■ Records for the task ■
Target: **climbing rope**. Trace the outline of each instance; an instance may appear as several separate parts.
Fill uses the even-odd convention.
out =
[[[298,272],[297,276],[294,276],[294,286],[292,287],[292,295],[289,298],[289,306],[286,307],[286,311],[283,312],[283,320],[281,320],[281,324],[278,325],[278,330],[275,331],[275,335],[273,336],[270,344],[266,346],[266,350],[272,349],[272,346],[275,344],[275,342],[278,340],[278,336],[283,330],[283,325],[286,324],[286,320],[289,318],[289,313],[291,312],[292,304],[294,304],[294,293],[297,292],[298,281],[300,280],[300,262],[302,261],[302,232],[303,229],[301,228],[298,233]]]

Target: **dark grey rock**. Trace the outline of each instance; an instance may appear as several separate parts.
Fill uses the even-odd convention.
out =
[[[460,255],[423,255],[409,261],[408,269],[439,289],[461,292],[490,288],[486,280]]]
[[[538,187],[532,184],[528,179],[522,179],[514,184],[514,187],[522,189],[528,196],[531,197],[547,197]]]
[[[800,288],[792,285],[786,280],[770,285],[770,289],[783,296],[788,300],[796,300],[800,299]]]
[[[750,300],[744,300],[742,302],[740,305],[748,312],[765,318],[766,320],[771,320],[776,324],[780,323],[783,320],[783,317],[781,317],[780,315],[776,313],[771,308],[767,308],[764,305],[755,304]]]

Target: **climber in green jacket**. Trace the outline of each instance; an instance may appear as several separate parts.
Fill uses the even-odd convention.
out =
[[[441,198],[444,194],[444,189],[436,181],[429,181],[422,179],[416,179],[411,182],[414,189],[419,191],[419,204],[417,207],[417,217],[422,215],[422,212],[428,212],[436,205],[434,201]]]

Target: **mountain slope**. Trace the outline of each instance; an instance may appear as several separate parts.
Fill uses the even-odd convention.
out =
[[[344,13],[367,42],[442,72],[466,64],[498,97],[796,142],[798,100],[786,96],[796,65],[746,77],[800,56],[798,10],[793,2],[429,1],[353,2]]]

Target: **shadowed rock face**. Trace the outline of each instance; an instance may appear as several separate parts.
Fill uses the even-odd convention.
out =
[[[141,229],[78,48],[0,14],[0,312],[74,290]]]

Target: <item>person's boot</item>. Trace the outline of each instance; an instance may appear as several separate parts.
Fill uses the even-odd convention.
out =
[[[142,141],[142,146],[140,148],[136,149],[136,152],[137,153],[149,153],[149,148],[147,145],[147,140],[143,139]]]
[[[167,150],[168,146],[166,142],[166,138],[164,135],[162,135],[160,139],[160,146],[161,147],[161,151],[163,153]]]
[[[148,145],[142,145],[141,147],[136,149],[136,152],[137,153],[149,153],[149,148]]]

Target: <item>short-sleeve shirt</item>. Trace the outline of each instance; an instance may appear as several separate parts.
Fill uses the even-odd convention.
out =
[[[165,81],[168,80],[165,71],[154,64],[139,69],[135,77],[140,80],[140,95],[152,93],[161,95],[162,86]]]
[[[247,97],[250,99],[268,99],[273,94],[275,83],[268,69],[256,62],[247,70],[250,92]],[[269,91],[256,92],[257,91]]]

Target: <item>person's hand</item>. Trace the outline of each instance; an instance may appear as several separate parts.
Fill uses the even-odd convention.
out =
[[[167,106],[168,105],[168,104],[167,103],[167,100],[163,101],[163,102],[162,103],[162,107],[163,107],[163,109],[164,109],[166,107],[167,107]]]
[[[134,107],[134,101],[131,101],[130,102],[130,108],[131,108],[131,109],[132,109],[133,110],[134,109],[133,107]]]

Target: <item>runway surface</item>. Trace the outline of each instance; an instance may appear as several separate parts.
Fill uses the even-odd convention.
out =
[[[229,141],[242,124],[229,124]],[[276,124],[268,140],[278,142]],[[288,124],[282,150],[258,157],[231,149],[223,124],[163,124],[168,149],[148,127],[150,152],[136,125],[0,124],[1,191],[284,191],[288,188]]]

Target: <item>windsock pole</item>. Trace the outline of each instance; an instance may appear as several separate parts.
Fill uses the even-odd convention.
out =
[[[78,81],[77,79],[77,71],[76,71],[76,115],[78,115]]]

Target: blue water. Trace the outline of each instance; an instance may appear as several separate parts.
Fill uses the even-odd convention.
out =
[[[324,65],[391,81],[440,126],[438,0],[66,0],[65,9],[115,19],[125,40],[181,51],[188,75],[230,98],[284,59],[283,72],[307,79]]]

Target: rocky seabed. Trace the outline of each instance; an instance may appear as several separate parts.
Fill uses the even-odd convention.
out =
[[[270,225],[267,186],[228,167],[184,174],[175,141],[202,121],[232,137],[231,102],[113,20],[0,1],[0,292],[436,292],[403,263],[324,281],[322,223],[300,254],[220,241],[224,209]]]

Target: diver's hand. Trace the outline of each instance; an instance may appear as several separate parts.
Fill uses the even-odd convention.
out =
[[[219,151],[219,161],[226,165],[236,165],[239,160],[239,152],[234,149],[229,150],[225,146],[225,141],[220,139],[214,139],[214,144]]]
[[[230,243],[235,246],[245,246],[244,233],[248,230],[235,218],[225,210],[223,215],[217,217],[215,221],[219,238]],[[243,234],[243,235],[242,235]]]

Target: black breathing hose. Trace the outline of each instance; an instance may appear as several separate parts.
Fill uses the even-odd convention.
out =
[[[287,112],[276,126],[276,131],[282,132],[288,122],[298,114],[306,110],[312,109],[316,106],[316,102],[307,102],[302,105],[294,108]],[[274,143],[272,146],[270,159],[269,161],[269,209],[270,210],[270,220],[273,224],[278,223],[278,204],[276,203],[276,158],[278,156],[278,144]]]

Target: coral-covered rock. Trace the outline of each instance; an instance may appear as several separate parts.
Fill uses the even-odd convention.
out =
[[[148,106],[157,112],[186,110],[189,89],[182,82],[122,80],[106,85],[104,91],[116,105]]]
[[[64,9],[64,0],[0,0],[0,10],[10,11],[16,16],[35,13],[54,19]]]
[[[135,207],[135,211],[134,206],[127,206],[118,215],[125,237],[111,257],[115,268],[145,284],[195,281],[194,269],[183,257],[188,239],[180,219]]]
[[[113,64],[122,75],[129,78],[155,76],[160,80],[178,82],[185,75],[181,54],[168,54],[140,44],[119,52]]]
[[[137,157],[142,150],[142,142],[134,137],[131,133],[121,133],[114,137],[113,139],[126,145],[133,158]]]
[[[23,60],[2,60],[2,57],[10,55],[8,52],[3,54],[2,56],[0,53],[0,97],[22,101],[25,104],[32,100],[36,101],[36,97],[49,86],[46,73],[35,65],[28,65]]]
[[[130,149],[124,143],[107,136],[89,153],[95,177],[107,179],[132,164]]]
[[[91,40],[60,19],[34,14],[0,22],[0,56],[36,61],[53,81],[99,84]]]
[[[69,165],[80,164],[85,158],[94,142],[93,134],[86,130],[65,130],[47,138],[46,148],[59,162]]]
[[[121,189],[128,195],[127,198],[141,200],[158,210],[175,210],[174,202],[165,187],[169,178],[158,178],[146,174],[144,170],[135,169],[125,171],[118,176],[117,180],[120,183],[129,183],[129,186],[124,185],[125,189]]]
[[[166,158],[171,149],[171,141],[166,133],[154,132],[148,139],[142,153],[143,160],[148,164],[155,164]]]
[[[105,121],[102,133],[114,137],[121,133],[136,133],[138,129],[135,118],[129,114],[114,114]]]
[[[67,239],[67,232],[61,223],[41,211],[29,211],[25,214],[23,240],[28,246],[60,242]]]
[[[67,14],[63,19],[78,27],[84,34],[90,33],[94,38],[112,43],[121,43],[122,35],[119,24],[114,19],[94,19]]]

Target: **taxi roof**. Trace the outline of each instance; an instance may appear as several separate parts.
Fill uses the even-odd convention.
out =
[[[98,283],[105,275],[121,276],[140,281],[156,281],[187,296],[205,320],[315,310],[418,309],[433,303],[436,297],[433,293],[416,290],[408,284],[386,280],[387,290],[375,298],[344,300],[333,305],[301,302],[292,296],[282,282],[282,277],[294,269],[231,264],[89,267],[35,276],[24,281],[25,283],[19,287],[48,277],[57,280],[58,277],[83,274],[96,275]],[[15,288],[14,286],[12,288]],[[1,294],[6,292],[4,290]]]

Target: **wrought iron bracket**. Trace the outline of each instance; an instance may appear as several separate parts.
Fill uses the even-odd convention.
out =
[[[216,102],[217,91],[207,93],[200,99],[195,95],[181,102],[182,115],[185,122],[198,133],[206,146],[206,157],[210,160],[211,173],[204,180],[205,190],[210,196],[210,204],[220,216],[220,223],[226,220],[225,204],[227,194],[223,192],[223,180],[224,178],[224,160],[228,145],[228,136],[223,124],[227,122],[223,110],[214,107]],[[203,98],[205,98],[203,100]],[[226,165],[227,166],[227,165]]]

■ Exercise goal ■
Copy out the part of the records that opens with the line containing "Target: coral-covered rock." and closes with the line containing "[[[64,9],[64,0],[0,0],[0,10],[10,11],[16,16],[35,13],[54,19]]]". Swap "coral-covered rock" for "barnacle-covered rock" and leave everything else untouched.

■ Task answer ■
Target: barnacle-covered rock. Trace the outline of each instance; an instance may appear as several separate parts.
Fill uses the even-odd convention.
out =
[[[148,106],[157,112],[186,110],[189,89],[182,82],[122,80],[106,85],[104,91],[116,105]]]
[[[64,9],[64,0],[0,0],[0,10],[10,11],[16,16],[35,13],[54,19]]]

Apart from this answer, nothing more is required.